EA FC 25 trailer Screengrab via EA Sports YouTube

EA Sports celebrated the return of College Football 25 this year to much acclaim and fanfare, but it’s their other tentpole sports game, FC 25, that is causing trouble for the video gaming giant.

Just weeks after it was announced that College Football 25 had become the highest selling sports video game of all-time, Electronic Arts saw a precipitous decline in their stock after revealing softer than expected numbers for its FC 25 game, the latest annual installment in their soccer franchise. For those unfamiliar, the FC games are the heir to the FIFA franchise. FIFA’s naming rights deal with EA expired after FIFA 23 and it could be that the global soccer brand could partner with someone like 2K to bring a competitor to a field in which EA has enjoyed a relative monopoly for years.

On Thursday, EA saw its biggest drop in stock price in almost two decades after a third quarter fiscal report saw FC25 and controversial microtransactions in its Ultimate Team game mode saw declines according to the Wall Street Journal.

Shares in the videogame publisher slid 16.7% Thursday in their biggest one-day drop in nearly 17 years.

That came EA after warned of a shortfall in annual net bookings, mostly due to problems with its Global Football business. That encompasses the annual soccer franchise once known as “FIFA,” as well as the linked Ultimate Team online service.

Soccer had been EA’s most reliable moneymaker. The company rebranded the FIFA franchise to “EA Sports FC” in 2023 and saw no initial slippage. But the latest iteration, which launched in September, seems to be another story.

EA said late Wednesday that its soccer franchise suffered a “slowdown as early momentum” in the quarter fizzled out. The company cut its bookings forecast for the fiscal year ending March by up to $650 million.

While College Football 25 has been incredibly popular, sales of FC 25 are the backbone of Electronic Arts’ gaming business.

**Extracted information:**
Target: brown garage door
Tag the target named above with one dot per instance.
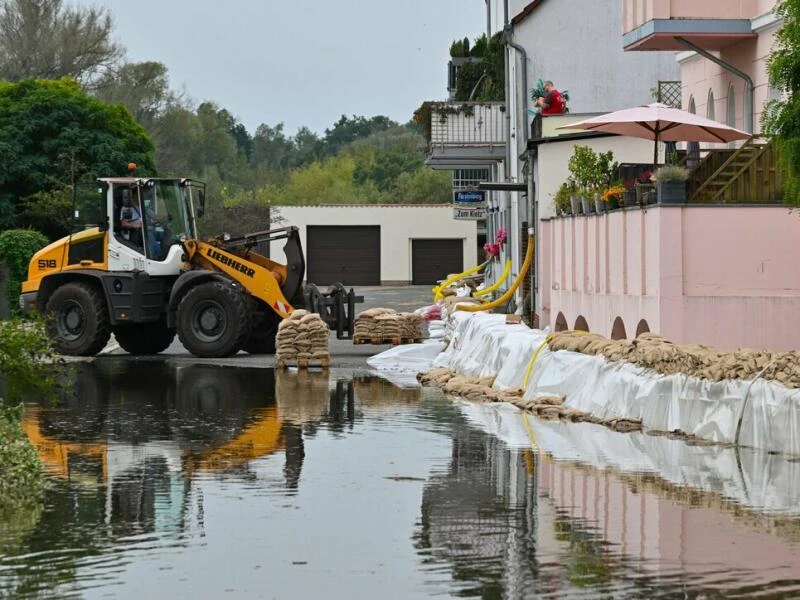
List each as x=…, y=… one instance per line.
x=432, y=260
x=349, y=254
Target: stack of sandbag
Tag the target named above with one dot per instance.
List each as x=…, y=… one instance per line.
x=661, y=355
x=410, y=326
x=388, y=327
x=303, y=336
x=365, y=325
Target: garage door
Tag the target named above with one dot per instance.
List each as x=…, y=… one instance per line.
x=349, y=254
x=432, y=260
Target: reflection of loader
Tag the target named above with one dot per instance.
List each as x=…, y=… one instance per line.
x=147, y=284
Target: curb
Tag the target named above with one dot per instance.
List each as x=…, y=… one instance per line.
x=110, y=346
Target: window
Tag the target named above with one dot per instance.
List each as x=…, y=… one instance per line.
x=464, y=178
x=731, y=106
x=710, y=105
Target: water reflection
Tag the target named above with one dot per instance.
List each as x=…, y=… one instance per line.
x=201, y=481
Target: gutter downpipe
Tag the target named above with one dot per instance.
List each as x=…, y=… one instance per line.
x=522, y=131
x=749, y=96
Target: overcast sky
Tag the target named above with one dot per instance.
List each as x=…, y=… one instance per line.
x=302, y=62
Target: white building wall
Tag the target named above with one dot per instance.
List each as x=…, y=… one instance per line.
x=399, y=226
x=578, y=45
x=551, y=165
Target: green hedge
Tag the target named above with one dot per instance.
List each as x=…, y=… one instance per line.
x=17, y=246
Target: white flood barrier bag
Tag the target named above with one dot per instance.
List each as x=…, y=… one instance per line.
x=408, y=358
x=752, y=478
x=755, y=413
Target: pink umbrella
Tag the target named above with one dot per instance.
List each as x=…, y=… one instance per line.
x=660, y=123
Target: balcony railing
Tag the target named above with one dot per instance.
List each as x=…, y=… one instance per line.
x=467, y=124
x=638, y=12
x=463, y=134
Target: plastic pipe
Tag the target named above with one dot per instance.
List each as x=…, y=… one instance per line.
x=497, y=284
x=510, y=292
x=437, y=291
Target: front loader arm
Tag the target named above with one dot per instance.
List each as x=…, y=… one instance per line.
x=257, y=278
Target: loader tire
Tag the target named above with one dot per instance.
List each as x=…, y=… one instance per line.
x=144, y=338
x=213, y=320
x=78, y=320
x=263, y=336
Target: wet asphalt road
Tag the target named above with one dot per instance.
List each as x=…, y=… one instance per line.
x=344, y=354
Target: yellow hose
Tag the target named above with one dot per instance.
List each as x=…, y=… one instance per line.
x=497, y=284
x=437, y=290
x=505, y=297
x=532, y=362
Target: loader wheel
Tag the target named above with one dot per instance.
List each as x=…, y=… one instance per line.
x=145, y=338
x=79, y=324
x=262, y=337
x=213, y=320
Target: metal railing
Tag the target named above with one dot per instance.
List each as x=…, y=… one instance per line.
x=468, y=124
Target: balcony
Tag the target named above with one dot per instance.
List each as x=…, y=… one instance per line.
x=463, y=135
x=711, y=25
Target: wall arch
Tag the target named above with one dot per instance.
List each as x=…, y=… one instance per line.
x=618, y=330
x=710, y=105
x=642, y=327
x=731, y=116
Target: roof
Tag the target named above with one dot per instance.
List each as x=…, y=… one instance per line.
x=566, y=137
x=526, y=12
x=362, y=206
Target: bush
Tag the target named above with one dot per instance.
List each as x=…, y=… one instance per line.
x=26, y=363
x=21, y=480
x=17, y=246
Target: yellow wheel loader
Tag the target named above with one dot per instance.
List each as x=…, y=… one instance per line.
x=134, y=266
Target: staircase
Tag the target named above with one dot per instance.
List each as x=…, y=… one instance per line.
x=718, y=187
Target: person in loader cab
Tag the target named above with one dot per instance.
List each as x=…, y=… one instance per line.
x=132, y=225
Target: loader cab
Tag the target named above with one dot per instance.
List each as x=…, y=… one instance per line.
x=151, y=215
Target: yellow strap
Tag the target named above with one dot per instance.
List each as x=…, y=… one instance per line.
x=532, y=361
x=510, y=292
x=546, y=341
x=437, y=290
x=497, y=284
x=529, y=429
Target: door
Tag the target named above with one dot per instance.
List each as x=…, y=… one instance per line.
x=432, y=260
x=348, y=254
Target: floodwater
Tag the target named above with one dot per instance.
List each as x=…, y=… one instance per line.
x=189, y=481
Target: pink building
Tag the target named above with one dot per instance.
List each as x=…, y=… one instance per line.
x=721, y=270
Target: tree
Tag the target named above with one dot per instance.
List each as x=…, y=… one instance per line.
x=423, y=186
x=382, y=157
x=45, y=39
x=346, y=131
x=782, y=117
x=142, y=87
x=52, y=134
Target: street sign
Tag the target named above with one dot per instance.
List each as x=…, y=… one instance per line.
x=461, y=213
x=469, y=197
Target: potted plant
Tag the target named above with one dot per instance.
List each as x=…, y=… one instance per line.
x=644, y=184
x=561, y=199
x=583, y=171
x=599, y=200
x=587, y=200
x=629, y=197
x=671, y=184
x=574, y=197
x=612, y=197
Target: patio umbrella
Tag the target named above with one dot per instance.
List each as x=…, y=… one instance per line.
x=660, y=123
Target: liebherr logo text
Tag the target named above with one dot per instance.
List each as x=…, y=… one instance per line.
x=229, y=262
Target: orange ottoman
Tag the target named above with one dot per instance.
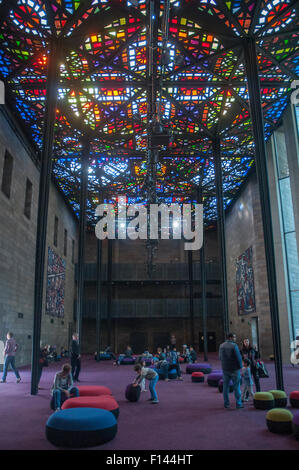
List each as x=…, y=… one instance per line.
x=105, y=402
x=93, y=390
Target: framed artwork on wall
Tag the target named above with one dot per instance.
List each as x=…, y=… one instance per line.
x=245, y=283
x=55, y=285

**Explore the material:**
**A.** Decide whether each statement below agrees with the article on EA's FC 25 sales: (i) Electronic Arts shares fell 16.7% on Thursday; (ii) the FIFA franchise was rebranded to "EA Sports FC" in 2021; (iii) EA cut its bookings forecast for the fiscal year by up to $650 million. For each, answer yes or no and quote the deciding words.
**B.** Go on with the article on EA's FC 25 sales from the point where it stops.

**Answers:**
**A.**
(i) Yes: "Shares in the videogame publisher slid 16.7% Thursday in their biggest one-day drop in nearly 17 years."
(ii) No: "The company rebranded the FIFA franchise to “EA Sports FC” in 2023 and saw no initial slippage."
(iii) Yes: "The company cut its bookings forecast for the fiscal year ending March by up to $650 million."

**B.**
What’s curious is that in the early going, FC 25 was tracking well compared to FC 24 and previous FIFA games in terms of sales and no real negative impact in moving away from the long-standing FIFA branding. The sudden drop-off shows either dissatisfaction with the game itself, or that users are spending less money in the game, specifically the Ultimate Team game mode.

Reviews for FC 25 have been meh at best. At IGN, the latest game rates a 6/10. And although issues with the game haven’t reached the troubled, viral nature of Madden, the lack of progress in the FC franchise has been underwhelming.

EA’s Ultimate Team game mode has also been the subject of controversy worldwide as lawmakers in some European countries have given close scrutiny to microtransactions on things like store packs and loot boxes, seeing them as what amounts to gambling that takes advantage of children. In 2023, FIFA Ultimate Team microtransactions produced over $2 billion in revenue for the company.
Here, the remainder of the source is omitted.